=== AUSGEWÄHLTER TEXTAUSZUG ===
--*--
Krankenhäuser müssen Depressive melden
Für die „Süddeutsche Zeitung“ ist das gleichzusetzen mit einem „Polizeirecht gegen psychisch kranke Menschen“. Das Psychisch-Kranken-Gesetz in Bayern sieht eine Registrierung von depressiven Menschen vor. Nach sich würde eine Anwendung des Gesetzentwurfs für Krankenhäuser gleichfalls die Verpflichtung ziehen, sensible Daten über den Patienten in einer sogenannten Unterbringungsdatei festzuhalten. Die Datei muss zur Verhinderung und Verfolgung von Straftaten auch an die Polizei weitergegeben werden. Die Speicherpflicht der Datei bestünde für fünf Jahre. Eine Entlassung der Patienten müssten Kliniken der Polizei gleichfalls mitteilen.
--*--
=== GEGEBENE INFORMATIONEN ===
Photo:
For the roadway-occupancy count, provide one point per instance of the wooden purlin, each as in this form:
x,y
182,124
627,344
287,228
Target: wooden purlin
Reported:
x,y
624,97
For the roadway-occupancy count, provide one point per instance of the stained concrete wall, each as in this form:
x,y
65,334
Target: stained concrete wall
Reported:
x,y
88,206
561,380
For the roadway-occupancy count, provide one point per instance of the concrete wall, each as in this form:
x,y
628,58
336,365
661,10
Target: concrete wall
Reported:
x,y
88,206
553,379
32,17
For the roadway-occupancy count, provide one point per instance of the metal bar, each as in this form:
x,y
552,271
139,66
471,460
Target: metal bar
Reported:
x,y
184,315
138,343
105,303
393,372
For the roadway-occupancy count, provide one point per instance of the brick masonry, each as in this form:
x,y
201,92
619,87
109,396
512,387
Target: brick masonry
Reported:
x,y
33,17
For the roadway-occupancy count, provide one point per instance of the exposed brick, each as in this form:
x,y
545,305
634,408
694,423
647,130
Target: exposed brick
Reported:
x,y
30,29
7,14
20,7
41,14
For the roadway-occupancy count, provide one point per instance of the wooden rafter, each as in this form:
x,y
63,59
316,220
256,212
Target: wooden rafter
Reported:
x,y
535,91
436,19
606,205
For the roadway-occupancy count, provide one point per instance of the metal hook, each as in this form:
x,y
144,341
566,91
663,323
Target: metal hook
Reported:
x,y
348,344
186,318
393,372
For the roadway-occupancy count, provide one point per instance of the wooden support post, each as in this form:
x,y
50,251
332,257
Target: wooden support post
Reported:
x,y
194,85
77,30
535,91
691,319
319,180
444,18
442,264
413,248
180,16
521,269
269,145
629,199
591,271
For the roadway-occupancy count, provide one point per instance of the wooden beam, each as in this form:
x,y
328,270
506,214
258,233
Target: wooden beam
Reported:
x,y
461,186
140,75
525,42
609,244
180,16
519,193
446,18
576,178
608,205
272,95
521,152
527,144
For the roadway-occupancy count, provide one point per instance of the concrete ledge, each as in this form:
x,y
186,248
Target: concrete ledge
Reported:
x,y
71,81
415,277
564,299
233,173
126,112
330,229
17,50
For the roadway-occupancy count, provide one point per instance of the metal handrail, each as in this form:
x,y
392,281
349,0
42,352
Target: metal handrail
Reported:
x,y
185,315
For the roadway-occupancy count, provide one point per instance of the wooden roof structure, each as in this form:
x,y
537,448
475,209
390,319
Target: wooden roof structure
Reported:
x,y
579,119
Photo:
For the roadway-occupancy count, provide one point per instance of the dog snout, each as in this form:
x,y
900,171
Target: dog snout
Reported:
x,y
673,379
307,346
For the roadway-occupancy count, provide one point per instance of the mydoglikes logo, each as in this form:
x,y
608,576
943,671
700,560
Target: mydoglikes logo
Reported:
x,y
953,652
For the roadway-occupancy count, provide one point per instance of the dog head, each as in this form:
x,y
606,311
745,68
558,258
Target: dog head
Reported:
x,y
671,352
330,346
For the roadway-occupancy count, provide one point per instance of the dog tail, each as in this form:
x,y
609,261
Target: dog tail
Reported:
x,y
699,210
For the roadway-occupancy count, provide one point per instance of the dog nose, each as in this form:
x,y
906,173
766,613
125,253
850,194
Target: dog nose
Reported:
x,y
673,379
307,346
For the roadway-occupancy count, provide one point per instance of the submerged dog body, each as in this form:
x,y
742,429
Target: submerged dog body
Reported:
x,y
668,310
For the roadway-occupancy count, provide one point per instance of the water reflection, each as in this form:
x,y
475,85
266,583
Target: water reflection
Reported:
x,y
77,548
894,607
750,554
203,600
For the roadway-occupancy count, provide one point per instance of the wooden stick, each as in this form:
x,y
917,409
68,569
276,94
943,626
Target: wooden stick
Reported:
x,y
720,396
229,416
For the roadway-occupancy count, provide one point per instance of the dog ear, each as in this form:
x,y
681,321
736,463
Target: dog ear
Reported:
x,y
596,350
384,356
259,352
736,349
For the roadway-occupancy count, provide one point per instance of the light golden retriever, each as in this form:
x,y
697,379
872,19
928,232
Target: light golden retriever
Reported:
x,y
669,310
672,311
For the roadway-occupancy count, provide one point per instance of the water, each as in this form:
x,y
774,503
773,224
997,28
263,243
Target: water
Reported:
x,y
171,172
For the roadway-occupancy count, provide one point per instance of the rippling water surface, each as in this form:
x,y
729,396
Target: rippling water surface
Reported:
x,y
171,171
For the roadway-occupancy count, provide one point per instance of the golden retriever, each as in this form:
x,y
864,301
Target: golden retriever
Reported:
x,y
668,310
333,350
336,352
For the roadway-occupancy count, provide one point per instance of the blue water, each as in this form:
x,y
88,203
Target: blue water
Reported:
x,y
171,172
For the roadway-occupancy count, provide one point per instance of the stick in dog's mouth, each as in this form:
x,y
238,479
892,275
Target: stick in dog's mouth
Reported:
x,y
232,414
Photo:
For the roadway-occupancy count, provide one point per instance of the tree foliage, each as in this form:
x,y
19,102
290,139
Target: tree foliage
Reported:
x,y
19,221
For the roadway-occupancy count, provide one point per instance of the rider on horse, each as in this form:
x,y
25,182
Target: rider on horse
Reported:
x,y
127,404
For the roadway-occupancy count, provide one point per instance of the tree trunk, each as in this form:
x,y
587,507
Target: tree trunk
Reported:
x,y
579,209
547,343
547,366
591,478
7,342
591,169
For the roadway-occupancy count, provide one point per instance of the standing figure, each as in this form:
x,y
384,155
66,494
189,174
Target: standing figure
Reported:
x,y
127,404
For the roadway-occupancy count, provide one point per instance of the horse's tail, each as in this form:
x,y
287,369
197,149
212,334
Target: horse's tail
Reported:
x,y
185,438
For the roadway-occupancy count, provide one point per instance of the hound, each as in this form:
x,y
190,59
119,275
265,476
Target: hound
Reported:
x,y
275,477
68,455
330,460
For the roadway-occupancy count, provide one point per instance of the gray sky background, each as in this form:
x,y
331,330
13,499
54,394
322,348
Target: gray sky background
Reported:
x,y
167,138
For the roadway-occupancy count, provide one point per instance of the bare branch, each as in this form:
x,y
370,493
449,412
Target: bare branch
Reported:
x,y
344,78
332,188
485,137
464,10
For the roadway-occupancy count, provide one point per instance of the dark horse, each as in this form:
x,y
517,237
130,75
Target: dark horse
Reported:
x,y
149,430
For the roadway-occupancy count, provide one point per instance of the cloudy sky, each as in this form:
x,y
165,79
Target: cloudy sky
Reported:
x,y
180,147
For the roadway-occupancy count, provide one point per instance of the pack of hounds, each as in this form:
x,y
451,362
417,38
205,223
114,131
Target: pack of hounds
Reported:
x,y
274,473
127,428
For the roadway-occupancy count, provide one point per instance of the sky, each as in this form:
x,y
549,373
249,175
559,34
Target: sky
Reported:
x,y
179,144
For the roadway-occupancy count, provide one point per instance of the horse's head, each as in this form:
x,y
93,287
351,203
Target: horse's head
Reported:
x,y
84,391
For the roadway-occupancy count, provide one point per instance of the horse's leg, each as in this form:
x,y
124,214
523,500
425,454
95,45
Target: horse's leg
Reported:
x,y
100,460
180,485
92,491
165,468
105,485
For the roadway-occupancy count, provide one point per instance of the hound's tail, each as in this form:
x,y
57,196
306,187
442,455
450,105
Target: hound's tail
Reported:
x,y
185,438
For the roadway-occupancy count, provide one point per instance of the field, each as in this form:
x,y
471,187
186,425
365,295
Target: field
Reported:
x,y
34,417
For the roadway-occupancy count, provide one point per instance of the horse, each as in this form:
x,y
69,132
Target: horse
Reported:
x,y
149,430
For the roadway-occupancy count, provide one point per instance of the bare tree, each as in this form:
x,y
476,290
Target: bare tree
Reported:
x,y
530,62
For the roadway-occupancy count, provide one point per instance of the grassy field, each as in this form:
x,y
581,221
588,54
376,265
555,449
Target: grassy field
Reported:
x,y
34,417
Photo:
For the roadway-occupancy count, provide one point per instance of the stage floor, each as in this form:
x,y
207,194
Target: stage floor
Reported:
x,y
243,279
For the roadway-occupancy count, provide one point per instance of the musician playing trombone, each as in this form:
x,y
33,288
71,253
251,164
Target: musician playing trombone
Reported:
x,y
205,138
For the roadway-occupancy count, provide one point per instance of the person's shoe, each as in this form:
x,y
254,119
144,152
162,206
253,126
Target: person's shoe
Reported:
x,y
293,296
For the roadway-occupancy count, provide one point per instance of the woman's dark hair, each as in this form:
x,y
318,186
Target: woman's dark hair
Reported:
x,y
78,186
--*--
=== FRAGEN UND AUFGABEN ===
[A] Wie lange müsste die Unterbringungsdatei laut dem Auszug über das Psychisch-Kranken-Gesetz gespeichert werden?
[B] Nenne alle Vorgaben zur Unterbringungsdatei, die der Auszug über das Psychisch-Kranken-Gesetz aufführt.
[C] Schreib den Auszug über das Psychisch-Kranken-Gesetz nach seinem letzten Satz weiter.

=== LÖSUNGEN ===
[A] Fünf Jahre.

[B]
- Sensible Daten über den Patienten werden darin festgehalten.
- Die Datei muss zur Verhinderung und Verfolgung von Straftaten an die Polizei weitergegeben werden.
- Die Datei müsste fünf Jahre lang gespeichert werden.

[C]
Psychiater sehen darin eine erhebliche Stigmatisierung von psychisch Kranken
Besonders Mediziner und Psychiater lehnen sich gegen das geplante Gesetz auf. Für sie kommt es einer Stigmatisierung gleich. Karl Heinz Möhrmann, Vorsitzender des Landesverbandes Bayern der Angehörigen Psychisch Kranker, rügt. „Der Gesetzentwurf vermischt die Behandlung von in einer Krise befindlichen psychisch erkrankten Menschen in einer allgemeinpsychiatrischen Klinik mit der längerfristigen Unterbringung psychisch kranker Straftäter im Maßregelvollzug.“
Aber auch die Opposition hat sich gegen das geplante Gesetz ausgesprochen. Die Grünen forderten, man dürfe psychisch Kranke nicht in die Nähe von Straftätern rücken. Kathrin Sonnenholzner (SPD), Vorsitzende des Gesundheitsausschusses, gab bekannt, sie werde „alles tun, um dieses Gesetz in seiner jetzigen Form zu verhindern“. Es sei „eine Katastrophe für die psychisch Kranken“, laufe es doch auf deren Stigmatisierung hinaus. Martin Hagen, Spitzenkandidat der FDP für die Landtagswahl, kritisiert. „Die Staatsregierung stellt die Grundrechte psychisch Kranker zur Disposition“.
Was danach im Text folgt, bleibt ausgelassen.